区域标注条目

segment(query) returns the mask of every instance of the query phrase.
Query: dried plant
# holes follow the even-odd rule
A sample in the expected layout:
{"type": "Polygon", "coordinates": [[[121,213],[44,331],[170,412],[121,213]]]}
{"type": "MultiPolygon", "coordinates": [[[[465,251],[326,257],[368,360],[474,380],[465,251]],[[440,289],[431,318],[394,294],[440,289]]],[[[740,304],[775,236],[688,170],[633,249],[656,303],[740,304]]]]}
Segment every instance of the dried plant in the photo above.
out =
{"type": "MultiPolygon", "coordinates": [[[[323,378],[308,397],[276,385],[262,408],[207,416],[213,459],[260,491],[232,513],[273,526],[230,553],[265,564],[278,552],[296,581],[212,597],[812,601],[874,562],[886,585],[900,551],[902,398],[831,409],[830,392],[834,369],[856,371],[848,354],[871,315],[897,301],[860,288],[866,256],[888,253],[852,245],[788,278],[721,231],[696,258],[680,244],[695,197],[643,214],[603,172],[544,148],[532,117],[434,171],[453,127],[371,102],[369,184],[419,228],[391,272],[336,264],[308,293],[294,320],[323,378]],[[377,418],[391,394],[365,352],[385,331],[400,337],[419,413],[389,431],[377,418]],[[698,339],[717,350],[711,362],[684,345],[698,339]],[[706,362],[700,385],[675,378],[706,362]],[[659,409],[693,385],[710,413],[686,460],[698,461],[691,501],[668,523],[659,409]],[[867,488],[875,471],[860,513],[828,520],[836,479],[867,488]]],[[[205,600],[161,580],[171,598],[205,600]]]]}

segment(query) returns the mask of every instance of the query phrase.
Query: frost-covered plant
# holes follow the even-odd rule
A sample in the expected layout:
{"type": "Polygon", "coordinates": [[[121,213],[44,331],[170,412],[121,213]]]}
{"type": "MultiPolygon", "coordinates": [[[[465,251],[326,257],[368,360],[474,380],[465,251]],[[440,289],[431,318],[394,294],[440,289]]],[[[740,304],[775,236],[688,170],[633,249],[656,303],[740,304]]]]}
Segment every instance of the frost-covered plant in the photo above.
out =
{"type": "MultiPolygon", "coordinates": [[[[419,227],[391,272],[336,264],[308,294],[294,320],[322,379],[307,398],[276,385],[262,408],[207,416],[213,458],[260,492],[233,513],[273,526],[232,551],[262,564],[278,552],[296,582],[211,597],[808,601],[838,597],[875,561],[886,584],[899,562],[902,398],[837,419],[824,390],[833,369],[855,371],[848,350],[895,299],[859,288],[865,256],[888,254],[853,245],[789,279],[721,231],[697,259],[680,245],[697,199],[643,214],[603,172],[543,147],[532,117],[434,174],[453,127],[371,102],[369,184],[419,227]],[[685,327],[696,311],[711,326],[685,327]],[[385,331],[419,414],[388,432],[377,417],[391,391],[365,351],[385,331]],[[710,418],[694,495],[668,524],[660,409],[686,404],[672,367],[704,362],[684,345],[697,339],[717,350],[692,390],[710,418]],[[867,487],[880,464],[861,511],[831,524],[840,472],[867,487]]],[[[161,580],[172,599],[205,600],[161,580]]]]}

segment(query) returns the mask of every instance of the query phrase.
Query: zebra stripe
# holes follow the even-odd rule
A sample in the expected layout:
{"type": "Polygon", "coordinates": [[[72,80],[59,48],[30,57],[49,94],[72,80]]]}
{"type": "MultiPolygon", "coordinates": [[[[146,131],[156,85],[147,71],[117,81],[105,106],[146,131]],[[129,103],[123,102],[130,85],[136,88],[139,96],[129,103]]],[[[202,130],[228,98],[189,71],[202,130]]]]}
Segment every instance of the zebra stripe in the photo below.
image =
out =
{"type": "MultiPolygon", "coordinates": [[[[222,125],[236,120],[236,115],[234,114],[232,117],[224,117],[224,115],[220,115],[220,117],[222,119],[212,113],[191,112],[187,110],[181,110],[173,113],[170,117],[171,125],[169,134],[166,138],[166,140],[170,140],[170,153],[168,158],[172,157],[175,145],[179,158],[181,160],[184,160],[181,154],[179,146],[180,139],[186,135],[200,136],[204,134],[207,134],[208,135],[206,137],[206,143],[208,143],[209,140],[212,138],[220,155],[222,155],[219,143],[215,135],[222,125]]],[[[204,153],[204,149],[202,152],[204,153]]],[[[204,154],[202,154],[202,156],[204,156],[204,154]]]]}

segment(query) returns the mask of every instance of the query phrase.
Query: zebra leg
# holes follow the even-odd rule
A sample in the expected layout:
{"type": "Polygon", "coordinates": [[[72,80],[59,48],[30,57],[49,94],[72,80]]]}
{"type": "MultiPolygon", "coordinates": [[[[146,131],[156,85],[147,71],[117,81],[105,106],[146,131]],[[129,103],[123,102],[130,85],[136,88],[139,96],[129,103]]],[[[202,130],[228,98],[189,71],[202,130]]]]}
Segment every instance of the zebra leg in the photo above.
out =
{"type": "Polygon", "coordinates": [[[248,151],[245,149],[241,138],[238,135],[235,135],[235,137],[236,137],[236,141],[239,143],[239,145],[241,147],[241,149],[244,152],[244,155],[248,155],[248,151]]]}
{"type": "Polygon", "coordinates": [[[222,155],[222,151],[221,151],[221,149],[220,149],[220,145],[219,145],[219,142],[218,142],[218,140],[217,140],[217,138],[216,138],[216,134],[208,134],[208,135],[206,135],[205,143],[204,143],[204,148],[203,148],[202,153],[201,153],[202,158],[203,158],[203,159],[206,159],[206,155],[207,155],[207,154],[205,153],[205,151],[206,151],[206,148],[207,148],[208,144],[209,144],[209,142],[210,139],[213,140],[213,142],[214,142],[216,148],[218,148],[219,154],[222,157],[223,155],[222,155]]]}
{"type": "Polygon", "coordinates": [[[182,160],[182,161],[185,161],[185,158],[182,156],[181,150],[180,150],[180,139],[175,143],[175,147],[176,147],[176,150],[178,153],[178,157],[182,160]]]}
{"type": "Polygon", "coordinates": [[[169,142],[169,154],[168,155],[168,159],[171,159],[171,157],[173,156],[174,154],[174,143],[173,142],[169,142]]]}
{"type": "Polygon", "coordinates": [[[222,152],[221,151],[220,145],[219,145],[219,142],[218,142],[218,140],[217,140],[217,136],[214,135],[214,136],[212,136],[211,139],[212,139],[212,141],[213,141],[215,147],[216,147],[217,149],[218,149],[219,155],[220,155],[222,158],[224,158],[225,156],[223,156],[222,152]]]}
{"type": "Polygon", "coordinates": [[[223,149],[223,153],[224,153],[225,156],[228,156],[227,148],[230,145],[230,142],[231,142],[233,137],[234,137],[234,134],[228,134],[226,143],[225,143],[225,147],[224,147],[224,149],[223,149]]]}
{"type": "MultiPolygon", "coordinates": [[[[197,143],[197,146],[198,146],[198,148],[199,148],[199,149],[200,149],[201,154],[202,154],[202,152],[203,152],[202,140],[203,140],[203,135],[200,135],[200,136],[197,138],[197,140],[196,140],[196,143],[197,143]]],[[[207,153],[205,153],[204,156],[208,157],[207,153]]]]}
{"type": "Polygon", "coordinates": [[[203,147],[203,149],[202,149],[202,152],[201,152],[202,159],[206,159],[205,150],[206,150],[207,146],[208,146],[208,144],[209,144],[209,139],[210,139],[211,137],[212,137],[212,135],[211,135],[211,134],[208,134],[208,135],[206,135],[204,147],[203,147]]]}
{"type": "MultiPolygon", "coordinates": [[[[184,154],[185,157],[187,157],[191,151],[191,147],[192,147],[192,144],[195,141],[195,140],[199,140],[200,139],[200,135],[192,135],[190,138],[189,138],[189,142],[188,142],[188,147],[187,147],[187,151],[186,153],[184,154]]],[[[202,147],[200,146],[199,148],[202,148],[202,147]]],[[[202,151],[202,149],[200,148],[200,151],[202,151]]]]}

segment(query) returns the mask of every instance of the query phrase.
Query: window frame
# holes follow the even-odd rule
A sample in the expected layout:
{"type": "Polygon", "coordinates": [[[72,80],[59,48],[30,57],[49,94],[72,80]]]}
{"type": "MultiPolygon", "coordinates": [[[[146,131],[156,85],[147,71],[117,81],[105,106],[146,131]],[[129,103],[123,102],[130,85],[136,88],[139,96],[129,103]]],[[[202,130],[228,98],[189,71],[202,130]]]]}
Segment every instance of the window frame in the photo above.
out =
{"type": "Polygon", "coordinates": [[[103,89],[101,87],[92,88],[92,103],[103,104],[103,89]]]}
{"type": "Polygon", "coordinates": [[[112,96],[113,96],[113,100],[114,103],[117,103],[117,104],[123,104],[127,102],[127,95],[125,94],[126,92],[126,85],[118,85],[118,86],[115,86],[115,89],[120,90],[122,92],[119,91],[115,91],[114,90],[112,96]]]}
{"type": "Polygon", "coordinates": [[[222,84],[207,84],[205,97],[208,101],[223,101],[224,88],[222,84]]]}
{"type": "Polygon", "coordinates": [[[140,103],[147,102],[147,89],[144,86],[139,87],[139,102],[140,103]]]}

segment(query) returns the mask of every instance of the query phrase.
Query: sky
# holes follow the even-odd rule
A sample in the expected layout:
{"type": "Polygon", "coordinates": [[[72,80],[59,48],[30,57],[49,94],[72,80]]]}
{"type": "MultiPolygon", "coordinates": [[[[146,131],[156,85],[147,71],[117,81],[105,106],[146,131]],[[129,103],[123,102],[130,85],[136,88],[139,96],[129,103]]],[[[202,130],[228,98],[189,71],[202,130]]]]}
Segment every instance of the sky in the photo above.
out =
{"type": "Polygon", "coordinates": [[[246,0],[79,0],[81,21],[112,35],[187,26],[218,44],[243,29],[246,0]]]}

你要做的
找出上面记录里所有含有“window”这个词的行，把这些行一行不差地抄出来。

练习结果
Query: window frame
Segment every instance of the window frame in the photo above.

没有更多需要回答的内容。